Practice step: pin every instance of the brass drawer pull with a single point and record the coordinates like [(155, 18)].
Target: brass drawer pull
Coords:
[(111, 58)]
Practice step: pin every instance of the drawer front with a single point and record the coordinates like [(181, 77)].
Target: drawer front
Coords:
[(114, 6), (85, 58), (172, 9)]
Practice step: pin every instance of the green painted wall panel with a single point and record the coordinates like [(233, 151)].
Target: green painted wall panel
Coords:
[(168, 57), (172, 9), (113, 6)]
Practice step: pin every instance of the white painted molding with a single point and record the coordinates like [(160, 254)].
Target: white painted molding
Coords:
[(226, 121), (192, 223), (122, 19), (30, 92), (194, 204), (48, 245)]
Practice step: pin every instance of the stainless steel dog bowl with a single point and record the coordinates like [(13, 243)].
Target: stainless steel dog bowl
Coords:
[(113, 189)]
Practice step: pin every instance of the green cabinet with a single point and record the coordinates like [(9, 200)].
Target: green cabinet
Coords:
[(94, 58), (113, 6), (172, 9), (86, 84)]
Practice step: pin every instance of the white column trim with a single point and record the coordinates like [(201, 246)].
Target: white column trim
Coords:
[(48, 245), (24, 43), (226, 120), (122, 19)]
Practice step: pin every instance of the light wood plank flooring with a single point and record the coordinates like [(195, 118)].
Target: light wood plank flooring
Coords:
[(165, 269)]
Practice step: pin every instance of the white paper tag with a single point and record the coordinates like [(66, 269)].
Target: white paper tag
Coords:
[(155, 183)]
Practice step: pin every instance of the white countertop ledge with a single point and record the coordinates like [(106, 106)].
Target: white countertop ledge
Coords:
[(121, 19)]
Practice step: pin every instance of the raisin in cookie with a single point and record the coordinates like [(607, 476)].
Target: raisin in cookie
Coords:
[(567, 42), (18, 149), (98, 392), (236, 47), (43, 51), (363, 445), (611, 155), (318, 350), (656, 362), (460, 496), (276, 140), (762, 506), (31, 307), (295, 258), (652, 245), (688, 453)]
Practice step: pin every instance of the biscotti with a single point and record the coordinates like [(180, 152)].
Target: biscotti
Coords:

++++++++

**The exercise:** Copy every item above line by line, word for word, with nothing left out or changed.

**Result for this exercise:**
Practice step: pin every instance of the brass drawer pull with a single point and record the coordinates like [(155, 18)].
Target: brass drawer pull
Coords:
[(111, 58)]
Practice step: pin every instance of the drawer front with a single point and record the coordinates like [(181, 77)].
Target: drawer front
Coords:
[(114, 6), (85, 58), (172, 9)]
Practice step: pin every instance of the green painted wall panel with a single point and record the coordinates like [(233, 151)].
Target: green painted wall panel
Coords:
[(168, 57), (172, 9), (113, 6)]
Practice step: pin every instance of the white painted molding with a single point and record the coordinates like [(160, 254)].
Target: white painted molding
Coords:
[(226, 121), (192, 223), (122, 19), (30, 92), (194, 204), (48, 245)]
Practice step: pin every instance of the stainless steel dog bowl with a single point and record the coordinates like [(13, 243)].
Target: stainless steel dog bowl
Coords:
[(113, 189)]
Practice step: pin every instance of the green cabinet with a single point and record the coordinates like [(9, 200)].
Target: green cabinet
Coords:
[(94, 58), (113, 6), (172, 9), (86, 84)]
Practice step: pin every instance of the white column trim with a single point and record the coordinates like [(201, 246)].
Target: white column trim
Coords:
[(48, 245), (24, 43), (226, 120), (122, 19)]
Practice step: pin every instance of the light wood plank flooring with a single point and record the coordinates like [(195, 118)].
Target: light wood plank flooring
Coords:
[(165, 269)]
Practice step: pin every instance of the white paper tag with a single point and record the coordinates like [(66, 269)].
Target: white paper tag
Coords:
[(155, 183)]
Practice step: pin every instance of the white countertop ledge with a single point and record the coordinates like [(106, 106)].
Target: white countertop ledge
Coords:
[(121, 19)]
Practice step: pin every instance of the raisin in cookie with a single point and record the coordinates like [(607, 476)].
Target: raisin in cookie
Coords:
[(567, 42), (18, 149), (98, 392), (236, 47), (43, 51), (363, 445), (611, 155), (318, 350), (656, 362), (460, 496), (276, 140), (762, 506), (31, 307), (295, 258), (652, 245), (688, 453)]
Practice step: pin every instance of the biscotti with a single point and record the coordinates like [(180, 152)].
Target: biscotti
Coords:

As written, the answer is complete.